▶ PROVIDED ENTRIES:
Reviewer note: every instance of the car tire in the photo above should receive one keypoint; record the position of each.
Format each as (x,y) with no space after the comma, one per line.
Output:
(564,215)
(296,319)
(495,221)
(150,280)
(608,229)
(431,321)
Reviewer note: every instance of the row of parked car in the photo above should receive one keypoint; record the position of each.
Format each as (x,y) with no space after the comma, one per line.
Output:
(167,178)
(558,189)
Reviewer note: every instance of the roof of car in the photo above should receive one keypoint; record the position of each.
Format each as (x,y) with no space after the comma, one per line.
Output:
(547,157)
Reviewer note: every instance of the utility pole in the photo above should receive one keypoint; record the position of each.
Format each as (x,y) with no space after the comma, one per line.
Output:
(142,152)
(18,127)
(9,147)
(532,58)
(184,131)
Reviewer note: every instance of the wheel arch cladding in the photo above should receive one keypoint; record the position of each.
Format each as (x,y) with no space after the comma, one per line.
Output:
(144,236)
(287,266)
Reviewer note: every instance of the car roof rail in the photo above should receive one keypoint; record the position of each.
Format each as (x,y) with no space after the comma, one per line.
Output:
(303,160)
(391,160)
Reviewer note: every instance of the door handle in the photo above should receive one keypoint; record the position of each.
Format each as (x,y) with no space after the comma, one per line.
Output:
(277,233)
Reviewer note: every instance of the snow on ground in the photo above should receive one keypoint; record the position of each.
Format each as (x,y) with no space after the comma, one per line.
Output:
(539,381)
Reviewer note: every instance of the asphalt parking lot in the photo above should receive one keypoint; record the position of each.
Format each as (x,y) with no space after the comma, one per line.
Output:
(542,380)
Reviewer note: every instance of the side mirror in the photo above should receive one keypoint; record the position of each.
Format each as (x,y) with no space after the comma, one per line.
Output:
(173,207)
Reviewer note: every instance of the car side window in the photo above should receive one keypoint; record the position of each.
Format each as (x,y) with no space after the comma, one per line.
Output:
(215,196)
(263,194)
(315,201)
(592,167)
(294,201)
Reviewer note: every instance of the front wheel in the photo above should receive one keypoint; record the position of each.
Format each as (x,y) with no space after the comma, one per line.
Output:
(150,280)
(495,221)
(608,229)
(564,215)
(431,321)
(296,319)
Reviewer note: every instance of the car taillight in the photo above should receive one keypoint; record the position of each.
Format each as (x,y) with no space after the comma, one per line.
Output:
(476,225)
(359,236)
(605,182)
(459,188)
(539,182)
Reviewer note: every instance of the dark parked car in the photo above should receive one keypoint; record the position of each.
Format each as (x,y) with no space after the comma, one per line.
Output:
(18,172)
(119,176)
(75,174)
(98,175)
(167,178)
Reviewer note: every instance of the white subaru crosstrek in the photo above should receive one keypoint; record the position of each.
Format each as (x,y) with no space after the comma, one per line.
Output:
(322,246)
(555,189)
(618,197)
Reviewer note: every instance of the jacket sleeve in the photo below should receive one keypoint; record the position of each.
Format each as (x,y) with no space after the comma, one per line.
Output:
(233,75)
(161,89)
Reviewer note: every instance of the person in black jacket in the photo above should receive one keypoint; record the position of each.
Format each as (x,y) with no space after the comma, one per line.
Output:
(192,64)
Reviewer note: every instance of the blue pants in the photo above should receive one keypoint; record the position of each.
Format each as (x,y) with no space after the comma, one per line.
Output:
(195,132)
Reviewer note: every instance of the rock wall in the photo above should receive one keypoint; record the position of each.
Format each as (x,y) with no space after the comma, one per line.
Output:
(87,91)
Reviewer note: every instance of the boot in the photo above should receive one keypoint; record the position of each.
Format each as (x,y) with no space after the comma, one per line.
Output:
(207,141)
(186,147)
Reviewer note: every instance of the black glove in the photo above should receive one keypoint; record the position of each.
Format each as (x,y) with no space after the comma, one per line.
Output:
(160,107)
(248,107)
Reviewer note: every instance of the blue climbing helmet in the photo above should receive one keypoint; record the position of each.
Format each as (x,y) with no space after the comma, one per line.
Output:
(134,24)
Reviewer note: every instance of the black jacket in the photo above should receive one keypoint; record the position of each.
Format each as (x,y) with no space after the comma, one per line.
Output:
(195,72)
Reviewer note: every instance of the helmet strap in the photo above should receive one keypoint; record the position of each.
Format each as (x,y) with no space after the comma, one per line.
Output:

▶ PROBLEM:
From the first line of the material above down to the line with "Reviewer note: every instance of the row", output each line exactly; include both of those lines and add no others.

▶ SOLUTION:
Reviewer note: every instance of the car tire in the photo above should receive one keypoint; record the position of each.
Format each as (x,y) with no space after the comma, one per line.
Output:
(564,215)
(296,319)
(495,221)
(150,280)
(608,229)
(431,321)
Reviewer note: every instance of the row of parked car in the photo above should receive one keypoint; record the position of each.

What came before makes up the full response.